*Request*
Retype all of the lines below exactly as they stand, and leave the pictures out of your answer.

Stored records
+++++

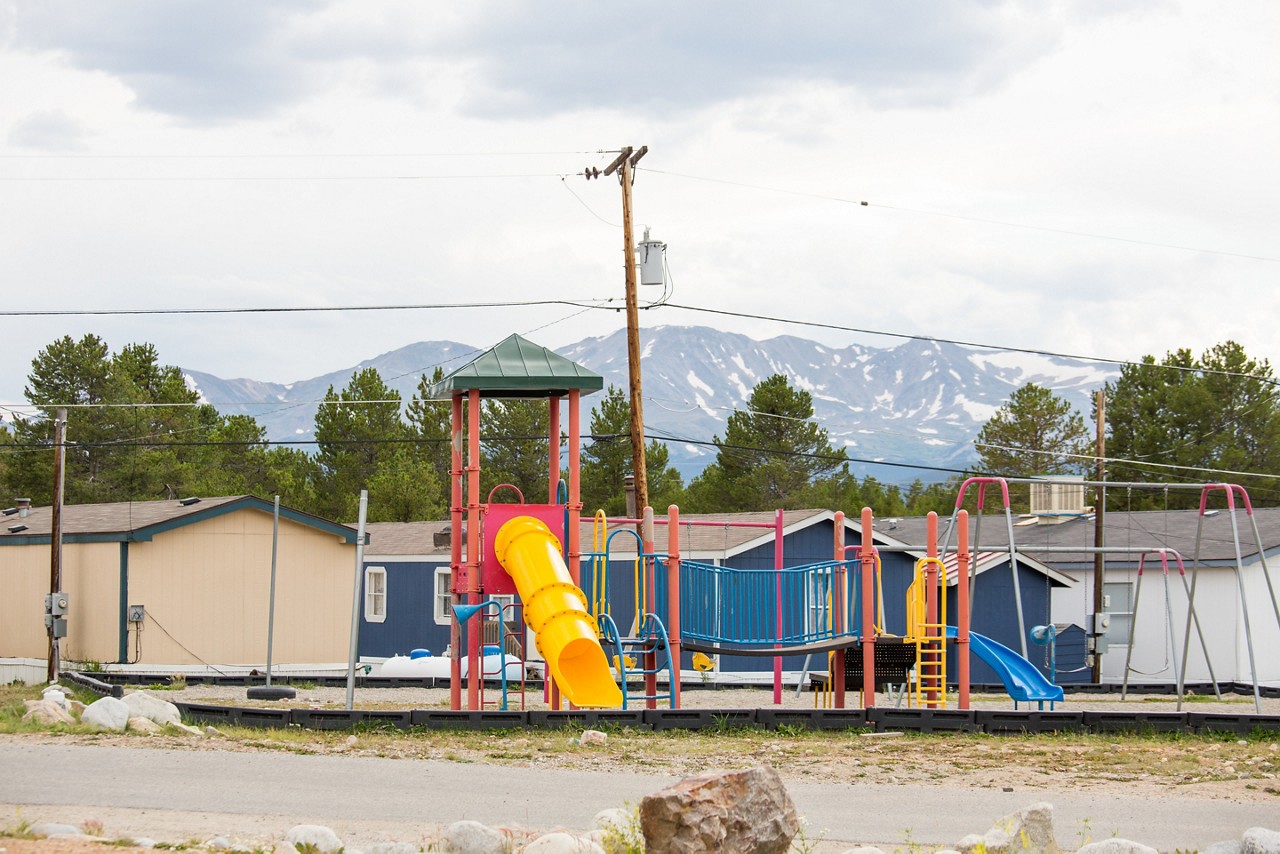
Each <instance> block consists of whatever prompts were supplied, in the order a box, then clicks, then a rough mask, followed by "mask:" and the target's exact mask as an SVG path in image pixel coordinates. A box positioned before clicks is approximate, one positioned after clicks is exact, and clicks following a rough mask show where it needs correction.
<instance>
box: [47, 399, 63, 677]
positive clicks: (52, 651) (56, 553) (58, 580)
mask: <svg viewBox="0 0 1280 854" xmlns="http://www.w3.org/2000/svg"><path fill="white" fill-rule="evenodd" d="M65 470H67V410H58V414H56V416H55V417H54V506H52V508H51V517H50V526H51V528H50V538H49V543H50V549H49V600H50V602H51V603H52V606H51V613H52V622H51V624H50V626H49V672H47V673H46V675H47V676H49V681H50V682H56V681H58V670H59V667H60V663H61V662H60V659H61V643H60V638H61V634H60V631H59V618H60V616H61V615H60V613H59V612H60V611H63V608H60V607H59V606H58V600H59V595H60V594H61V592H63V495H64V493H65V484H67V475H65Z"/></svg>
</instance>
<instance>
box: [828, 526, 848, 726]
mask: <svg viewBox="0 0 1280 854" xmlns="http://www.w3.org/2000/svg"><path fill="white" fill-rule="evenodd" d="M832 556H833V558H835V560H836V577H835V580H833V581H835V583H833V584H832V585H831V598H832V602H831V622H832V629H833V630H835V634H836V635H837V636H838V635H842V634H845V625H846V621H845V584H846V579H845V563H844V561H845V511H842V510H837V511H836V519H835V538H833V549H832ZM831 691H832V695H833V699H835V705H836V708H837V709H842V708H845V648H844V647H841V648H840V649H837V650H836V652H835V654H833V656H832V671H831Z"/></svg>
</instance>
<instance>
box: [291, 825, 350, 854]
mask: <svg viewBox="0 0 1280 854" xmlns="http://www.w3.org/2000/svg"><path fill="white" fill-rule="evenodd" d="M284 842H285V845H291V846H292V848H293V849H296V850H307V851H315V853H316V854H334V853H337V851H342V849H343V845H342V840H340V839H338V835H337V834H334V832H333V831H332V830H329V828H328V827H325V826H324V825H296V826H293V827H291V828H289V832H288V834H285V835H284Z"/></svg>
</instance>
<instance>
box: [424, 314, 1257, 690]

+++++

*Answer for this exercise*
Each <instance> block consists of whatever prompts were supplied, in the order a box, then clicks, then a rough mask, followed by "mask:" and the target's exact mask as an SVG path in image pixel coordinates. A box positioned before clicks is approximate, one positioned after clicks is exact, and clicks following a rough mask show where it needs correction.
<instance>
box: [47, 399, 63, 677]
positive clicks: (52, 651) (56, 553) (58, 580)
mask: <svg viewBox="0 0 1280 854" xmlns="http://www.w3.org/2000/svg"><path fill="white" fill-rule="evenodd" d="M65 470H67V410H58V414H56V416H55V417H54V506H52V508H51V517H50V526H51V528H50V538H49V543H50V549H49V600H50V602H51V603H52V606H51V613H52V622H51V624H50V626H49V672H47V673H46V675H47V676H49V681H50V682H56V681H58V670H59V667H60V663H61V662H60V659H61V643H60V638H61V634H60V631H59V618H60V616H61V615H60V613H59V612H60V611H63V608H60V607H59V606H58V600H59V595H60V594H61V592H63V495H64V493H65V484H67V475H65Z"/></svg>
</instance>
<instance>
box: [828, 526, 848, 726]
mask: <svg viewBox="0 0 1280 854" xmlns="http://www.w3.org/2000/svg"><path fill="white" fill-rule="evenodd" d="M832 556H833V558H835V560H836V577H835V580H833V581H835V583H833V584H832V585H831V598H832V602H831V622H832V629H833V630H835V634H836V635H837V636H838V635H842V634H845V625H846V621H845V584H846V579H845V563H844V561H845V511H842V510H837V511H836V519H835V538H833V549H832ZM831 691H832V695H833V699H835V705H836V708H837V709H842V708H845V648H844V647H841V648H840V649H837V650H836V652H835V654H833V656H832V671H831Z"/></svg>
</instance>
<instance>
box: [291, 825, 350, 854]
mask: <svg viewBox="0 0 1280 854" xmlns="http://www.w3.org/2000/svg"><path fill="white" fill-rule="evenodd" d="M284 842H285V845H291V846H292V848H293V849H296V850H307V851H315V853H316V854H334V853H337V851H342V849H343V845H342V840H340V839H338V835H337V834H334V832H333V831H332V830H329V828H328V827H325V826H324V825H296V826H293V827H291V828H289V832H288V834H285V835H284Z"/></svg>
</instance>
<instance>
box: [424, 314, 1257, 690]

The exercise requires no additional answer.